#### Extracted material
+++

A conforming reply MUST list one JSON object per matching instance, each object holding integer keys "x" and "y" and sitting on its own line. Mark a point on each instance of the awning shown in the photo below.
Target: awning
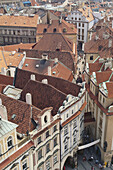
{"x": 89, "y": 144}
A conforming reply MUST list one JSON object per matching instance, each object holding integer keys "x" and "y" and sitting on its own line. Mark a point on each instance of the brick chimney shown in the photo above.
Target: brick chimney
{"x": 110, "y": 43}
{"x": 28, "y": 98}
{"x": 49, "y": 70}
{"x": 3, "y": 110}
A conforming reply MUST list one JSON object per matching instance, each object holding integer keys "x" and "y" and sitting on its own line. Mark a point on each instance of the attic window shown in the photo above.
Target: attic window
{"x": 45, "y": 30}
{"x": 54, "y": 30}
{"x": 64, "y": 30}
{"x": 45, "y": 119}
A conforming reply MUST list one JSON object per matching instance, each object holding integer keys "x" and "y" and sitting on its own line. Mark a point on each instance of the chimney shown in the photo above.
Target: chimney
{"x": 56, "y": 60}
{"x": 49, "y": 70}
{"x": 33, "y": 77}
{"x": 73, "y": 48}
{"x": 96, "y": 37}
{"x": 110, "y": 43}
{"x": 45, "y": 81}
{"x": 3, "y": 71}
{"x": 50, "y": 21}
{"x": 28, "y": 98}
{"x": 3, "y": 110}
{"x": 82, "y": 46}
{"x": 88, "y": 12}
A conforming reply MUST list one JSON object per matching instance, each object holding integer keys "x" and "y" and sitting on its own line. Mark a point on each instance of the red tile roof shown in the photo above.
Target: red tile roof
{"x": 6, "y": 80}
{"x": 66, "y": 58}
{"x": 70, "y": 29}
{"x": 16, "y": 155}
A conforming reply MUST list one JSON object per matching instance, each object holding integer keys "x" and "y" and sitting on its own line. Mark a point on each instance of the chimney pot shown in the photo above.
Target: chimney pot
{"x": 49, "y": 70}
{"x": 45, "y": 81}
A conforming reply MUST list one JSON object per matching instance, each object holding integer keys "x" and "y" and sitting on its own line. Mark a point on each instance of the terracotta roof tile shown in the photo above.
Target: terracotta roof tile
{"x": 21, "y": 21}
{"x": 70, "y": 29}
{"x": 52, "y": 42}
{"x": 6, "y": 80}
{"x": 16, "y": 47}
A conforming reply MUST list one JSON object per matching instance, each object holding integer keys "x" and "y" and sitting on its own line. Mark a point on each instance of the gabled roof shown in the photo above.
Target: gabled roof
{"x": 41, "y": 66}
{"x": 59, "y": 26}
{"x": 43, "y": 95}
{"x": 22, "y": 112}
{"x": 22, "y": 77}
{"x": 52, "y": 42}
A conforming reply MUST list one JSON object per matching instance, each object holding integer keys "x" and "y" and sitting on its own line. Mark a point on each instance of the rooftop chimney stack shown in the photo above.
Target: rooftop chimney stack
{"x": 3, "y": 110}
{"x": 28, "y": 98}
{"x": 3, "y": 70}
{"x": 33, "y": 77}
{"x": 49, "y": 70}
{"x": 56, "y": 60}
{"x": 110, "y": 43}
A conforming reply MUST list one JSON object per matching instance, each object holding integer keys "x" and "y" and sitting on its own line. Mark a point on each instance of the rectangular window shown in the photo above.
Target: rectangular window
{"x": 66, "y": 130}
{"x": 55, "y": 141}
{"x": 55, "y": 128}
{"x": 40, "y": 154}
{"x": 39, "y": 140}
{"x": 24, "y": 165}
{"x": 55, "y": 159}
{"x": 47, "y": 148}
{"x": 47, "y": 134}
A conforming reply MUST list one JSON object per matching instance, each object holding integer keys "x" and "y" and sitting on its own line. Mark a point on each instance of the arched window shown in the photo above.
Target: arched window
{"x": 9, "y": 142}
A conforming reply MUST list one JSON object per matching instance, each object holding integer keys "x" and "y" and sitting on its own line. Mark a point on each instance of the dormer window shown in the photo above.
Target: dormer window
{"x": 10, "y": 142}
{"x": 45, "y": 30}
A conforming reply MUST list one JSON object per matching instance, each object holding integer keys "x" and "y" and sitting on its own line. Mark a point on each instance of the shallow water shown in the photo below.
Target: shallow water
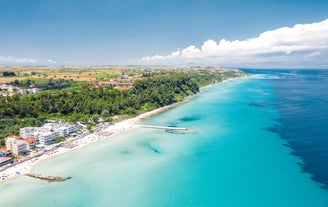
{"x": 231, "y": 157}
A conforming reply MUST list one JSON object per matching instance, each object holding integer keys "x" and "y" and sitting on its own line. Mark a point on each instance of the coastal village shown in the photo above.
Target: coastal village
{"x": 55, "y": 137}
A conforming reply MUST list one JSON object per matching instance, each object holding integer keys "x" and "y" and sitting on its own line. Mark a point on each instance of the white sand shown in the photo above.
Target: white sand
{"x": 25, "y": 167}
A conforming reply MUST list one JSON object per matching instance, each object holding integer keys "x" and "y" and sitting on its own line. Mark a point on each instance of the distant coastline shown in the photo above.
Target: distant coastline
{"x": 111, "y": 131}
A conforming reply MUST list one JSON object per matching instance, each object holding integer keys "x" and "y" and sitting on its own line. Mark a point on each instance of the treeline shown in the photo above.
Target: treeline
{"x": 85, "y": 101}
{"x": 8, "y": 74}
{"x": 81, "y": 101}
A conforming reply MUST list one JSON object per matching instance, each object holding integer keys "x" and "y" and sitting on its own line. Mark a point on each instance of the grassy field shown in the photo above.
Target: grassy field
{"x": 40, "y": 74}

+++

#### The problem
If a line above holds the word "below", copy it.

#### Response for this exercise
A conforming reply MUST list one JSON object per matching instance, each object holding integer keys "x" and "y" and sitting on its own line. Mark a point on each instance of the awning shown in the photo below.
A conforming reply MUST list one JSON object per matching instance, each object holding integer keys "x" and "y" and sitting on its own line. Mark a point on each instance of the shallow water shown in the photo below.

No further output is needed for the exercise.